• **TASK DIRECTIONS**:
Repeat every record below exactly, leaving out the pictures.

----

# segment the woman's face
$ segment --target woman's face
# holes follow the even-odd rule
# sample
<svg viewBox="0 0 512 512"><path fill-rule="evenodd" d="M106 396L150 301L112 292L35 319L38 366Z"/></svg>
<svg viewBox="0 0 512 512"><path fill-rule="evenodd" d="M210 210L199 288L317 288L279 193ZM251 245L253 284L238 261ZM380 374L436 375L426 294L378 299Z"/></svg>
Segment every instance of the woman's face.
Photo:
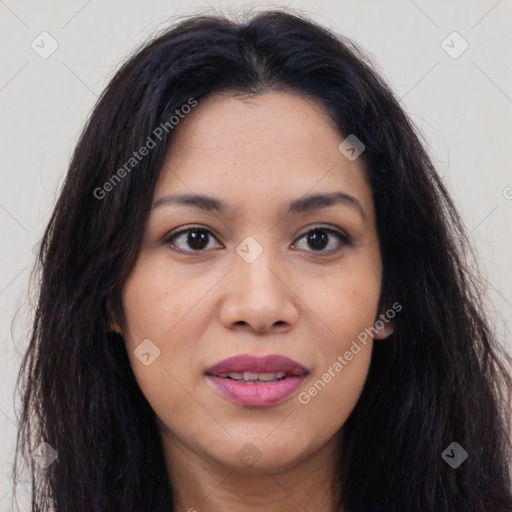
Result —
<svg viewBox="0 0 512 512"><path fill-rule="evenodd" d="M130 362L168 460L286 471L330 452L367 377L382 269L363 162L293 94L210 96L174 130L123 288Z"/></svg>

----

• **RESULT OF THIS EXERCISE**:
# segment the woman's face
$ segment --target woman's face
# holes follow the even-odd rule
# sample
<svg viewBox="0 0 512 512"><path fill-rule="evenodd" d="M106 396L150 301L112 292L35 319L38 366Z"/></svg>
<svg viewBox="0 0 512 512"><path fill-rule="evenodd" d="M210 210L199 288L317 288L279 193ZM251 245L253 284L238 261ZM380 374L436 375L426 294L378 299Z"/></svg>
Segment every instance of the woman's face.
Photo:
Result —
<svg viewBox="0 0 512 512"><path fill-rule="evenodd" d="M130 362L168 460L286 471L330 452L367 377L382 269L363 162L293 94L210 96L174 130L123 288Z"/></svg>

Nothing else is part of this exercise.